### ABOUT THIS TASK
Please retype the listing below without a single change.

### MATERIAL TO PROCESS
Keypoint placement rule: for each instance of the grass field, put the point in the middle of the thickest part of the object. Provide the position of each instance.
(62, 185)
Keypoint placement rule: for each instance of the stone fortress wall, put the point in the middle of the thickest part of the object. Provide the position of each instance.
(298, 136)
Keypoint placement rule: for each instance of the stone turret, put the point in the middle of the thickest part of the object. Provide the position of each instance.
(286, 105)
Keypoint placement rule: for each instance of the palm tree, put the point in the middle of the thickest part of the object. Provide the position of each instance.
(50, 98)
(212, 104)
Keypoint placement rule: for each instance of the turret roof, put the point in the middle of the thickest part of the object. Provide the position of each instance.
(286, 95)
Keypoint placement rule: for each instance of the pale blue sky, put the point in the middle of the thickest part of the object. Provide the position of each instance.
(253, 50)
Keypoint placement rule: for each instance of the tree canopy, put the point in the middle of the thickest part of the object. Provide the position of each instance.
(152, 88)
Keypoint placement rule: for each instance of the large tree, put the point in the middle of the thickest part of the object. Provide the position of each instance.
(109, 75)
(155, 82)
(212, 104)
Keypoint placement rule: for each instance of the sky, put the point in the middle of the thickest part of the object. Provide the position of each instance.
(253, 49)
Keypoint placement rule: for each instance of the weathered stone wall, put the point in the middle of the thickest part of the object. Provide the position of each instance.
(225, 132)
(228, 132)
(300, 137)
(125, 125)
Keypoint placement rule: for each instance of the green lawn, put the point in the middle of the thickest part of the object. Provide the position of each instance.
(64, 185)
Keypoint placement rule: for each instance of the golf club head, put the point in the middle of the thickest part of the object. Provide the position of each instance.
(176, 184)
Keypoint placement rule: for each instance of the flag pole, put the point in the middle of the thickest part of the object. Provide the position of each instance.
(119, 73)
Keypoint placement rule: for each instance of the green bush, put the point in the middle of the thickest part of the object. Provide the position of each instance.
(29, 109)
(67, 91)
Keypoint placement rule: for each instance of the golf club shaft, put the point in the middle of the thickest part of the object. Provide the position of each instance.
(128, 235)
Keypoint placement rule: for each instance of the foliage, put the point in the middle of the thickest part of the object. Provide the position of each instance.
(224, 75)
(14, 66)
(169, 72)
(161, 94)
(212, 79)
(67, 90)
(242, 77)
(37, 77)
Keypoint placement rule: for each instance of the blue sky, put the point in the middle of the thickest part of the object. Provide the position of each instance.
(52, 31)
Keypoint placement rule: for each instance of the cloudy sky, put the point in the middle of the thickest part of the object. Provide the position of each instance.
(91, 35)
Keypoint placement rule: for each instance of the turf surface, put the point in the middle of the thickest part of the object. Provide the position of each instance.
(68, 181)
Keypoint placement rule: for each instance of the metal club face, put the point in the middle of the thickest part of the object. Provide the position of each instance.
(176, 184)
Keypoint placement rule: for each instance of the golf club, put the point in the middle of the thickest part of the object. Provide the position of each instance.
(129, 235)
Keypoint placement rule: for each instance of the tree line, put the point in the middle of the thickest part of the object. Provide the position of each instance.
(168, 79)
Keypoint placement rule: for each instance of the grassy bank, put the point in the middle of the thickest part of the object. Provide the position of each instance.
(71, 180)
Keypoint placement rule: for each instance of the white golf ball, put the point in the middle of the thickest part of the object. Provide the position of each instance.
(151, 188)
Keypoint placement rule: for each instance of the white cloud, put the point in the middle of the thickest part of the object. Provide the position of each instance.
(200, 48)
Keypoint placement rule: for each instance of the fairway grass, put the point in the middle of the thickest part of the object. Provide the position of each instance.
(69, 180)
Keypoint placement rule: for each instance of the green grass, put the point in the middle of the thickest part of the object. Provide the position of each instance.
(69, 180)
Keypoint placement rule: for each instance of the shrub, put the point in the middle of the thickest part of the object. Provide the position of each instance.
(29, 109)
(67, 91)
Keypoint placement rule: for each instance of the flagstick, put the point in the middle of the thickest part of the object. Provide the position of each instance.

### YOUR RESPONSE
Keypoint placement rule: for each instance of the grass field, put the point in the middle of the thickest part of the object. Provide the position of each instance.
(62, 185)
Keypoint placement rule: for each instance of the stone fortress wall, put the point in the middle of the thickest part of the object. Provide the position of each instance.
(298, 136)
Keypoint placement rule: for each instance of the stone turret, put the point in the middle of the thickest part of the object. Provide the position of each instance.
(286, 105)
Keypoint placement rule: for each instance of the palm tree, put the point in the middle of the thickest part of the object. Provide the position of each instance.
(50, 98)
(212, 104)
Keypoint placement rule: for each instance of the turret roof, put the point in the middle of the thickest part of the object. Provide the position of each instance.
(286, 95)
Keypoint placement rule: for each instance of the pale blue sky, put the point in the middle of the thickest part of the object. Provide the position of each instance.
(253, 50)
Keypoint placement rule: for each instance of the tree canopy, put the point in the middle of the thickest part of the object. Provide the position of each instance.
(152, 88)
Keypoint placement rule: for each instance of the large tree, put the point in the middle of the thickest part of the object. Provide the position of each instance.
(109, 75)
(155, 82)
(212, 104)
Keypoint placement rule: for each instance of the sky, put the point in the middle of the thickest part of the object. Provide the position of each instance.
(253, 49)
Keypoint placement rule: for each instance of the weathered stone wall, put the point in the middle of the thickest part of the object. Provide the position of each instance.
(225, 132)
(228, 132)
(300, 137)
(125, 125)
Keypoint placement rule: for each instance of the green lawn, put the point in the middle of the thickest part of the object. Provide the position of each instance.
(64, 185)
Keypoint placement rule: for each instance of the golf club head, put the point in the middle of the thickest part of the object. Provide the position of each instance.
(176, 184)
Keypoint placement rule: for each instance of the flag pole, put the point in the middle of the thickest part of the object. Provide the position of each instance.
(119, 73)
Keypoint placement rule: for each instance of the green bush, put the point in the middle of the thickest part of the object. Provide the position of each instance.
(29, 109)
(67, 91)
Keypoint placement rule: for each instance of the golf club shaft, put the point in the middle of the thickest part of the object. Provide the position of each instance.
(128, 235)
Keypoint placement rule: for each instance of the foliage, put the point in the middle of the thickest part of the object. Provide the position of each instance.
(224, 75)
(14, 66)
(169, 72)
(161, 94)
(212, 79)
(67, 90)
(242, 77)
(37, 77)
Keypoint placement rule: for each instance of the blue sky, put the point in the middle of the thickest part of the object. Provide the position of each instance.
(52, 31)
Keypoint placement rule: for each instance of the cloudy sky, put the point in the middle of the thickest part of the object. Provide the position of each instance.
(91, 35)
Keypoint placement rule: for each instance of the turf surface, put the point in the middle of the thickest part of the object. Provide the position of each instance.
(68, 181)
Keypoint placement rule: for each instance of the metal club face, put the point in the middle of the thickest part of the object. Provide the position of each instance.
(176, 184)
Keypoint placement rule: for each instance of the golf club, put the point in the middle of the thickest part of the object. Provide the position of each instance.
(129, 235)
Keypoint placement rule: for each instance of the tree line, put the point in the middle of the thickest part of the object. Provide the position of each instance.
(168, 79)
Keypoint placement rule: for each instance of the grassy bank, put the point in the middle of the thickest part of the object. Provide the position of each instance.
(71, 180)
Keypoint placement rule: for each instance of the white golf ball, put the point in the middle of the thickest part of the object. Provide the position of each instance.
(151, 188)
Keypoint placement rule: for each instance of the white cloud, put the point in the middle of the thickest part of the object. Provide the position of each instance.
(200, 48)
Keypoint placement rule: for each instance of the fairway grass, put the point in the middle of the thickest part of the object. Provide the position of each instance.
(69, 180)
Keypoint placement rule: for each instance of the green grass, put the point in the middle of the thickest part of the object. Provide the position of each instance.
(69, 180)
Keypoint placement rule: for each instance of the shrub, put the point in the middle of the thickest part of the object. Provide the position of each instance.
(29, 109)
(67, 91)
Keypoint placement rule: for each instance of the flagstick, put the point in the middle of the thickest part of the object. Provide the position of each instance.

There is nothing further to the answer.